[Saved entries]
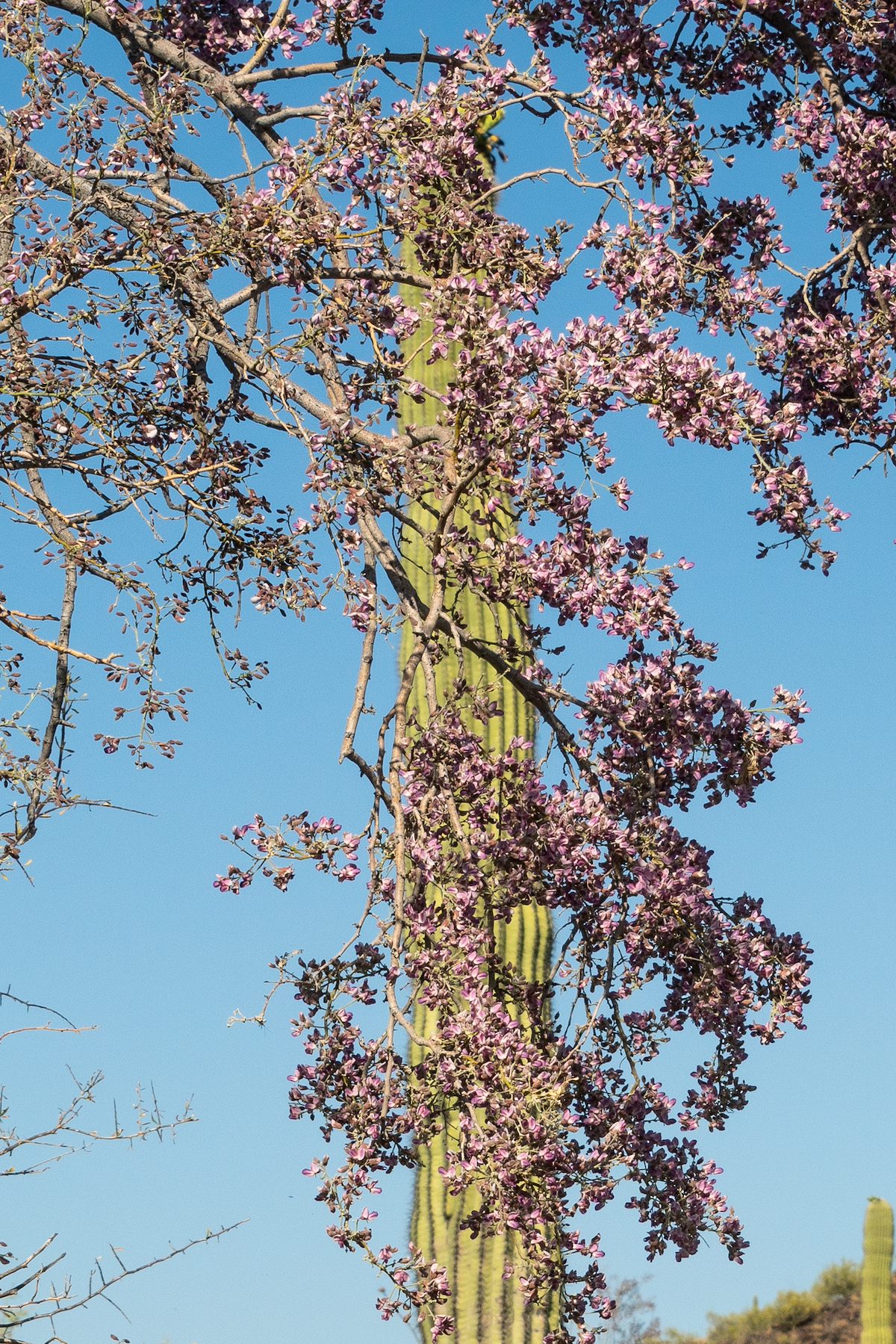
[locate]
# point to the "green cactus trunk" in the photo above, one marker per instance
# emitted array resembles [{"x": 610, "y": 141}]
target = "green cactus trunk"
[
  {"x": 877, "y": 1263},
  {"x": 487, "y": 1307}
]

-- EXERCISE REQUIREMENTS --
The lines from the one holding "# emitted array" to the final line of the entries, both included, are what should be output, exactly and alone.

-- SOLUTION TO THE EXERCISE --
# emitted array resembles [{"x": 610, "y": 141}]
target = "green cactus trunk"
[
  {"x": 877, "y": 1263},
  {"x": 487, "y": 1307}
]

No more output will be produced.